TASK DESCRIPTION: Emit the line that holds "point: purple sky" and all lines following it through the end of the data, verbatim, and nothing else.

+-------+

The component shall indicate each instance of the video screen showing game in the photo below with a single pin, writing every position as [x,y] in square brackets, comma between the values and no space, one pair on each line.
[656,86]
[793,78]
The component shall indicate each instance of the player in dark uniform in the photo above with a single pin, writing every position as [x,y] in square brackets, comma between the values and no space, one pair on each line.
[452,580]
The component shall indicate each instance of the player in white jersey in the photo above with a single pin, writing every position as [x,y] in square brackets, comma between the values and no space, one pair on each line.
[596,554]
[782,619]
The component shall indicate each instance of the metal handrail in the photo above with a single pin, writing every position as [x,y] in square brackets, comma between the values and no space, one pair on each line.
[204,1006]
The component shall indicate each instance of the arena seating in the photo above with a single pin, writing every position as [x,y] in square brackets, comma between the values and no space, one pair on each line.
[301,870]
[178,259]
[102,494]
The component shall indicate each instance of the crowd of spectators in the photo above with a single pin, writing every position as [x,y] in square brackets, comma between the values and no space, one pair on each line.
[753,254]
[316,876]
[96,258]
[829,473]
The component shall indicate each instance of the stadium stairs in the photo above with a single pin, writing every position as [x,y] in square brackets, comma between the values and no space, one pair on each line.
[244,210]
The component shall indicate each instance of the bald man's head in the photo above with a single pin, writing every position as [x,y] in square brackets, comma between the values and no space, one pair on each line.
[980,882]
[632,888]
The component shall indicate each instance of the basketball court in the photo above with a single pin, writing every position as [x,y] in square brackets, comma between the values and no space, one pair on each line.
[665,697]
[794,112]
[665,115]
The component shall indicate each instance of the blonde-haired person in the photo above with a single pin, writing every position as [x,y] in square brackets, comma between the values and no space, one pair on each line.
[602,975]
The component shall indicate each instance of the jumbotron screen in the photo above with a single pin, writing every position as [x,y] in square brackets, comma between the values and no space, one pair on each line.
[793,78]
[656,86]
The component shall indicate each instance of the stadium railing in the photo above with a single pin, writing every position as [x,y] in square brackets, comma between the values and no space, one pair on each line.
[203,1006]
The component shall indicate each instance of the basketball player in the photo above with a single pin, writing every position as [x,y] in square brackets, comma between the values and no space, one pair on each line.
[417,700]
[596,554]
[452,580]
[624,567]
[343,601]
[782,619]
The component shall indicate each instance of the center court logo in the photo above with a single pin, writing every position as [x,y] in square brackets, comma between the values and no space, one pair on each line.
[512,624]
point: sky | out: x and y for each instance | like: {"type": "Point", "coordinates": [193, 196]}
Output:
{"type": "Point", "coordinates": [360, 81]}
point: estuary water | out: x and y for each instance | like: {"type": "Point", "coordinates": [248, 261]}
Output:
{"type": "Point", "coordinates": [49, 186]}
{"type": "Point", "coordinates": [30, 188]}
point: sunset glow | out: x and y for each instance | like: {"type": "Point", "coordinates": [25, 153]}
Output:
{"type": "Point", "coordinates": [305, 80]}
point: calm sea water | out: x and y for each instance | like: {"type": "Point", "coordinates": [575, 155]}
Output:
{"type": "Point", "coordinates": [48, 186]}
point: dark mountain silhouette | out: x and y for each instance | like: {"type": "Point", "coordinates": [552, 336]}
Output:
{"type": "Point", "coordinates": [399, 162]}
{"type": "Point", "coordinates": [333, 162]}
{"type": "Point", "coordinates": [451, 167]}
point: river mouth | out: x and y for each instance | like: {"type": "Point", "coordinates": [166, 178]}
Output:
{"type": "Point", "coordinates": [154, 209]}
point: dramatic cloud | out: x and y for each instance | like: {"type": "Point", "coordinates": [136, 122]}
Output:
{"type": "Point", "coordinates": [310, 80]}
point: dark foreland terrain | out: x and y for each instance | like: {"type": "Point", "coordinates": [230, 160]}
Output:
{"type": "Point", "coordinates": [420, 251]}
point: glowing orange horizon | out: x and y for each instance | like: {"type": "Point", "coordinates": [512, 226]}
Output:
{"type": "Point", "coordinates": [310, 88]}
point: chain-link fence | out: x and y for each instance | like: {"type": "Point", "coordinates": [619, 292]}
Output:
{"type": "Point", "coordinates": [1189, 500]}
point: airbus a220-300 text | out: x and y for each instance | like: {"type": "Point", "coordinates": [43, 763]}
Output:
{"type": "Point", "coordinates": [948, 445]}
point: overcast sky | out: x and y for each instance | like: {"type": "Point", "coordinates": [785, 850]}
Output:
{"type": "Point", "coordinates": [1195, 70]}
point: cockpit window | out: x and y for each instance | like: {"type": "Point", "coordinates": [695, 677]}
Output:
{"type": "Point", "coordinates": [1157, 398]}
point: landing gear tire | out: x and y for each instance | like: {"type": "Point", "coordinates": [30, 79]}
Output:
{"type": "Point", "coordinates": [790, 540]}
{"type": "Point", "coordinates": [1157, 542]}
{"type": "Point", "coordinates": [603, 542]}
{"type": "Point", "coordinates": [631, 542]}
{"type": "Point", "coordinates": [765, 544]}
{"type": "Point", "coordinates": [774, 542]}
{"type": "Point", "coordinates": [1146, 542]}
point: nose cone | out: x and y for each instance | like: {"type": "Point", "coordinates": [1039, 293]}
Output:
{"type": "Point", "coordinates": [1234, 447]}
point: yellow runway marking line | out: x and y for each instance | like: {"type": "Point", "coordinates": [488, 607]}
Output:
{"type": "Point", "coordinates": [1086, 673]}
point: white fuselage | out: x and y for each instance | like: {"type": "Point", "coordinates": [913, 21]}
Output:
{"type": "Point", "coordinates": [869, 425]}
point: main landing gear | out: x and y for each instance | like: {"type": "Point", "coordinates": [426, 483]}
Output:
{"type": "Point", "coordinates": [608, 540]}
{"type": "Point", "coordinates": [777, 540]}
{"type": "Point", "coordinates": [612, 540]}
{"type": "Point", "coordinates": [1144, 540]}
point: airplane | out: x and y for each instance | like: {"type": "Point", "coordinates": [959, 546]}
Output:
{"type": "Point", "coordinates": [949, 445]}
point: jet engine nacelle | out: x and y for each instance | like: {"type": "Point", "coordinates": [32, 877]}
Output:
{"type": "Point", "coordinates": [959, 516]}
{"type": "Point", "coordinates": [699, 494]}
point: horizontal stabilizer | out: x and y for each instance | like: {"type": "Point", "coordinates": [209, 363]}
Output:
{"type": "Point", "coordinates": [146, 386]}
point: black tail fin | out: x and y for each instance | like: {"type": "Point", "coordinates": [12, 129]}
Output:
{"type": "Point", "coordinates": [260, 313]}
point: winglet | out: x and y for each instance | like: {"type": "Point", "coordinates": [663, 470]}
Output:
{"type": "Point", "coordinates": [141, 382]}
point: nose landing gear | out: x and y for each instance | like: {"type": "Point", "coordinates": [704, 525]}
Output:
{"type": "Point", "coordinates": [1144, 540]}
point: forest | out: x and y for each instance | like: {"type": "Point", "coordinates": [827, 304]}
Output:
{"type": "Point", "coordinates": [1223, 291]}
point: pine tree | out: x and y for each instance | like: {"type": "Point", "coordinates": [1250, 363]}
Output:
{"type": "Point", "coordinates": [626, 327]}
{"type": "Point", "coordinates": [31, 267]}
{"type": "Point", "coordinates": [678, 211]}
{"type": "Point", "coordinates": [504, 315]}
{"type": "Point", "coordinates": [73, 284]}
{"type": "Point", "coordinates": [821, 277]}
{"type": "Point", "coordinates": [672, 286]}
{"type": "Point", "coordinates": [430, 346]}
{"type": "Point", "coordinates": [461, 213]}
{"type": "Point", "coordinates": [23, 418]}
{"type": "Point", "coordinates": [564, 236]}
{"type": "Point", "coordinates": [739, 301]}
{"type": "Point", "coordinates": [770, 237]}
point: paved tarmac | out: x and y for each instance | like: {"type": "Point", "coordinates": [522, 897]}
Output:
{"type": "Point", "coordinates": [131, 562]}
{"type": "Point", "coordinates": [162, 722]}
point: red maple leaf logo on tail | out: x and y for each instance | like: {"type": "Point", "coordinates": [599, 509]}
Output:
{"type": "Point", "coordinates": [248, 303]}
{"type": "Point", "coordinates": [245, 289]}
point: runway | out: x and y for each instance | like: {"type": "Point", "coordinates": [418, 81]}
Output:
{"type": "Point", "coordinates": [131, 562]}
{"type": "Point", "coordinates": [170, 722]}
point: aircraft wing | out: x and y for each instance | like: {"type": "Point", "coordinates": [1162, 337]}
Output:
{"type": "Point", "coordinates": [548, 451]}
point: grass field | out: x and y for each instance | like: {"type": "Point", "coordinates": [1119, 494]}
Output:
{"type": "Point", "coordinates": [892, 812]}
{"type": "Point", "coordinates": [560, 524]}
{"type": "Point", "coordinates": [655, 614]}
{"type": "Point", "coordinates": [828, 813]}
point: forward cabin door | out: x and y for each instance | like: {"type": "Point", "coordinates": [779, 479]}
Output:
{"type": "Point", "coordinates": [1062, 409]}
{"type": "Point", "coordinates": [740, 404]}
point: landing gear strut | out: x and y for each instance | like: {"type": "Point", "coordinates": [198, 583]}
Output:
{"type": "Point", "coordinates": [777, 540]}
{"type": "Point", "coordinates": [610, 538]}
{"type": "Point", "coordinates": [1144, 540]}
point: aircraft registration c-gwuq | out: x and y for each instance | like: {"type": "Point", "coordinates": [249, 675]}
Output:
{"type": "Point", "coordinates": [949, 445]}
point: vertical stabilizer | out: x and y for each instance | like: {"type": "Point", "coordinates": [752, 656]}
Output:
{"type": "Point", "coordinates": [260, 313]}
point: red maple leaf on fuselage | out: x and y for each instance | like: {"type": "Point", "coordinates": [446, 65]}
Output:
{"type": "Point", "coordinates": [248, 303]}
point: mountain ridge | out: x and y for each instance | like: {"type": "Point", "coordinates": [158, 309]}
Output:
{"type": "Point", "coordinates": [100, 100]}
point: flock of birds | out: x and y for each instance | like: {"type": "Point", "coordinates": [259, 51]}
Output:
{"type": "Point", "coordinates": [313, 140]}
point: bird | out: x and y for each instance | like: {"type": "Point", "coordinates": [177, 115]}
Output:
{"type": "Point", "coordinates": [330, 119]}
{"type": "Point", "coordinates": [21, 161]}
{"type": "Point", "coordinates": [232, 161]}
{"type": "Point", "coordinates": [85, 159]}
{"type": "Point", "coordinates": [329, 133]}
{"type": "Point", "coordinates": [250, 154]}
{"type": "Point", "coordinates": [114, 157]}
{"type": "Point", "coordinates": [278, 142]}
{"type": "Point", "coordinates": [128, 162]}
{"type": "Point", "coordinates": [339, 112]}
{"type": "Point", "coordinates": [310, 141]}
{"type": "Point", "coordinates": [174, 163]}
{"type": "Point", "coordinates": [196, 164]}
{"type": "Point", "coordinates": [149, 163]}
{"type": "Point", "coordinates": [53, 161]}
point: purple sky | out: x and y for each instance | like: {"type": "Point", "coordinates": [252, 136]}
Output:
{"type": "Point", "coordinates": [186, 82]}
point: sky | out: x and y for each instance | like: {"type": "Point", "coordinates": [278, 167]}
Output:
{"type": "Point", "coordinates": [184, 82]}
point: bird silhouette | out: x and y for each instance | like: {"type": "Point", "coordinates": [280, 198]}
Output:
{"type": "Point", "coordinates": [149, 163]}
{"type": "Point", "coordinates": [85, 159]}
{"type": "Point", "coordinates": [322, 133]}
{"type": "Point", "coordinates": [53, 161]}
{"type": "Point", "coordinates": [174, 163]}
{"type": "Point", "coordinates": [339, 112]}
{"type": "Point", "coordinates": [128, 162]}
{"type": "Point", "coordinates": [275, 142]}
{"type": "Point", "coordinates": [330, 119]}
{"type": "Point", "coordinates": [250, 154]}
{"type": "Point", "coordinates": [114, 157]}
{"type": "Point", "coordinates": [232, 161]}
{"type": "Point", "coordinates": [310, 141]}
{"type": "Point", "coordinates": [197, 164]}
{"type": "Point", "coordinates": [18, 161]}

+-------+

ANSWER TO THE PROBLEM:
point: purple sky | out: x and y for each instance | like: {"type": "Point", "coordinates": [252, 136]}
Output:
{"type": "Point", "coordinates": [186, 82]}
point: sky | out: x and y for each instance | like: {"type": "Point", "coordinates": [278, 167]}
Output:
{"type": "Point", "coordinates": [184, 82]}
point: bird silhouette | out: x and y for each instance | like: {"type": "Point", "coordinates": [280, 198]}
Output:
{"type": "Point", "coordinates": [149, 163]}
{"type": "Point", "coordinates": [85, 159]}
{"type": "Point", "coordinates": [322, 133]}
{"type": "Point", "coordinates": [53, 161]}
{"type": "Point", "coordinates": [174, 163]}
{"type": "Point", "coordinates": [339, 112]}
{"type": "Point", "coordinates": [128, 162]}
{"type": "Point", "coordinates": [275, 142]}
{"type": "Point", "coordinates": [330, 119]}
{"type": "Point", "coordinates": [250, 154]}
{"type": "Point", "coordinates": [114, 157]}
{"type": "Point", "coordinates": [232, 161]}
{"type": "Point", "coordinates": [310, 141]}
{"type": "Point", "coordinates": [197, 164]}
{"type": "Point", "coordinates": [18, 161]}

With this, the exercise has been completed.